**Texte source**
◇ ◇ ◇ ◇ ◇
Aussi loin que remontent mes souvenirs d’enfant je me souviens de ces images collectées dans le chocolat, des départements dans des paquets de café, des figurines Thierry la Fronde, des papillons en plastique, des petits drapeaux métalliques, des étiquettes de camembert (tyrosemiophilie)… Puis il y eu les pin’s (philopinie), les porte-clés (copocléphilie), les timbres (philatélie), les marque pages (signopaginophilie)… La plupart de ces collections ont disparus au cours de déménagements….
Je vais égrener quelques faits qui m’ont marquée. J’ai retrouvé un petite boite de pièces de monnaie (numismatie) de très petite valeur et 2 pièces trouées (dont le mythe est de porter chance). Je me souviens avoir cherché désespérément un kopek lors d’un voyage à St Petersbourg et c’est par terre que je l’ai trouvé. Lors de mes études j’ai côtoyé un étudiant qui avait une grande variété de parfums (lécythiophilie) et de flacons (cuthomiurophilie). Je lui ai fait remarquer que cela représentait un manque de personnalité car on distingue une femme rien qu’à son parfum. Mais il m’a simplement répondu “j’aime”. Il y a effectivement un lien affectif porté à chaque collection.
Une dame m’avait rapporté l’origine de sa collection de savons miniatures d’Hôtel (saponiphilie, savonpubliphilie), qu’elle appréciait beaucoup. Son mari, souvent en déplacement professionnel lui rapportait habituellement un petit cadeau. Mais un jour il n’avait pas eu le temps de chercher, c’est donc son petit savon d’Hôtel qui a fait office de cadeau. Par la suite, il a ainsi été le “maitre d’œuvre” de cette collection (il n’oubliait jamais de lui rapporter son petit savon)….
Un collègue de travail est quant à lui féru d’histoire, surtout ayant trait à ses origines (Arménie) et il a amassé au cours des années une grande quantité de documents, livres, cartes postales (cartophilie et avec timbre cartophilatélie), photos anciennes (daguerreophilie)… Il est aussi passionné de généalogie et collectionne les estampes et les livres anciens (bibliophilie).
◇ ◇ ◇ ◇ ◇
**Énoncé du problème**
Restituez à l'identique, dans le texte source, le passage qui va de « Aussi loin que » jusqu'à « cours de déménagements…. ». La liste n'a aucun lien avec le texte source.

**Données**
◇ ◇ ◇ ◇ ◇
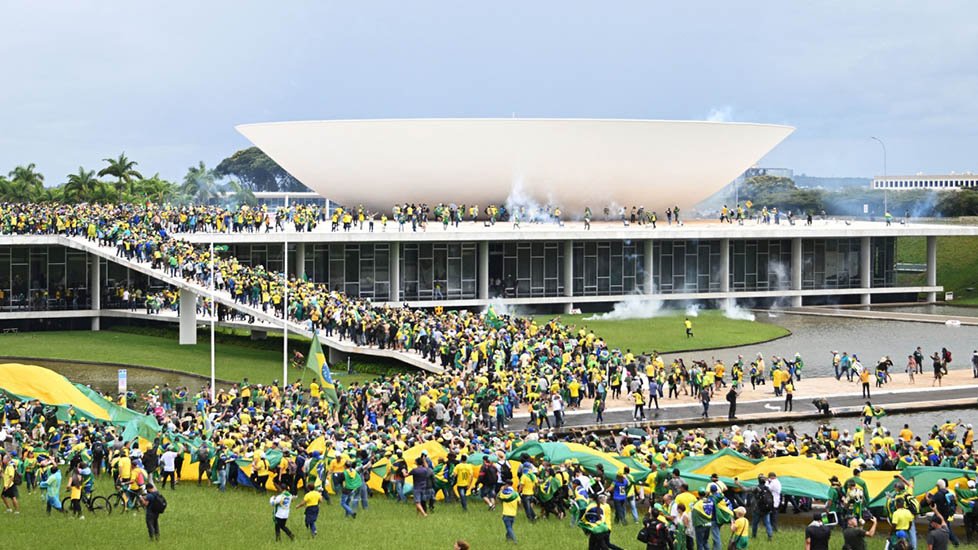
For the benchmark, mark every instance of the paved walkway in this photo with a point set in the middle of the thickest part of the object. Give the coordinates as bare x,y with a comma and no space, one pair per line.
958,384
882,314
◇ ◇ ◇ ◇ ◇
**Réponse attendue**
Aussi loin que remontent mes souvenirs d’enfant je me souviens de ces images collectées dans le chocolat, des départements dans des paquets de café, des figurines Thierry la Fronde, des papillons en plastique, des petits drapeaux métalliques, des étiquettes de camembert (tyrosemiophilie)… Puis il y eu les pin’s (philopinie), les porte-clés (copocléphilie), les timbres (philatélie), les marque pages (signopaginophilie)… La plupart de ces collections ont disparus au cours de déménagements….